**Challenge**:
In the part of the listing that opens with the line containing "target: cluster of trees" and closes with the line containing "[0,173,500,332]", change "cluster" to "group". Write out only those lines, with everything else left as it is.

═════ Data for processing

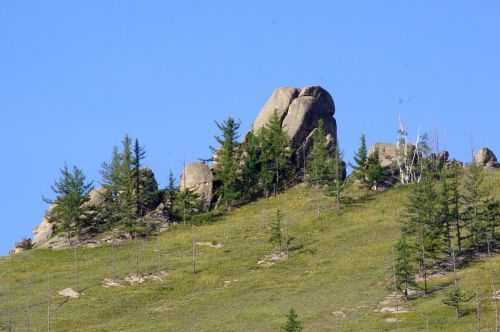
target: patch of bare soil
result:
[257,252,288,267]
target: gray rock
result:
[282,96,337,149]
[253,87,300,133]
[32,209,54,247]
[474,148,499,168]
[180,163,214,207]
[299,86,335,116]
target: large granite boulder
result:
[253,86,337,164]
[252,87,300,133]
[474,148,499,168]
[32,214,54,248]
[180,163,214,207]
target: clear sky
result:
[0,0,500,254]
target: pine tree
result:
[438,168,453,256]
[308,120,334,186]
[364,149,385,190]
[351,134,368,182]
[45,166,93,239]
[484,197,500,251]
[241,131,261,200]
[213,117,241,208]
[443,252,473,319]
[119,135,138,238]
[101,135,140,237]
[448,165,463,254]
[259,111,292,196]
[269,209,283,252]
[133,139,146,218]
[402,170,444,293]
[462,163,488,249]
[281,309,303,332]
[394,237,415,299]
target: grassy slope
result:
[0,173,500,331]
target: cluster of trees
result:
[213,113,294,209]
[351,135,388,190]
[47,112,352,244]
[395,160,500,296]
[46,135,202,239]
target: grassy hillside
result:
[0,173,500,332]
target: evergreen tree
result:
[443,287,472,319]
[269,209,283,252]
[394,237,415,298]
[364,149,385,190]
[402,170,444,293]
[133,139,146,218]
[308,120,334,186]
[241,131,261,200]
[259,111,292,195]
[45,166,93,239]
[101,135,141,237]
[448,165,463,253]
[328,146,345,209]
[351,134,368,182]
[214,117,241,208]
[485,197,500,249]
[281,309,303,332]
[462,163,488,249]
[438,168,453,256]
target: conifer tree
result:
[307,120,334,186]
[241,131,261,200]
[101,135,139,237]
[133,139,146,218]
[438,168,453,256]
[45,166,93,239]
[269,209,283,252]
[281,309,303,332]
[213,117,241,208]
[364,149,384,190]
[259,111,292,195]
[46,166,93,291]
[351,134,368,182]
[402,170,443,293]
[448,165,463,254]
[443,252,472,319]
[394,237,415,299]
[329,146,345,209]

══════════
═════ Data for processing

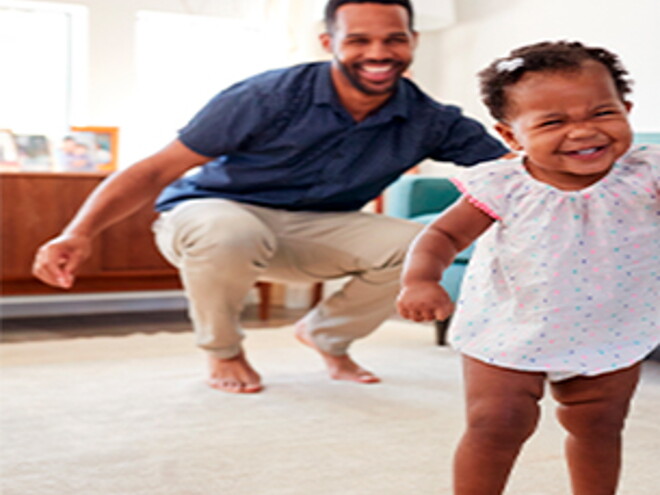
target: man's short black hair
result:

══════════

**Full answer**:
target: group of trees
result:
[213,113,294,209]
[351,135,388,190]
[47,112,352,244]
[395,160,500,296]
[46,135,202,239]
target: grassy hillside
result:
[0,173,500,332]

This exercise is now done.